→ Problem description
Copy the lines from the one containing "Question. Place a dot on every instance of the flag" through the end of the entries, substituting "band" for "stripe" and leaving everything else unchanged. Return only those lines.

⟨

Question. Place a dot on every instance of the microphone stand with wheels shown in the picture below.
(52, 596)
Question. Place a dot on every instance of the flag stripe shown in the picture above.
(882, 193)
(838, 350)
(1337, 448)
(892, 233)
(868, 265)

⟩

→ Answer for this exercise
Question. Place a dot on every instance of the flag band shown in the picture above.
(882, 193)
(838, 350)
(1337, 448)
(892, 233)
(868, 265)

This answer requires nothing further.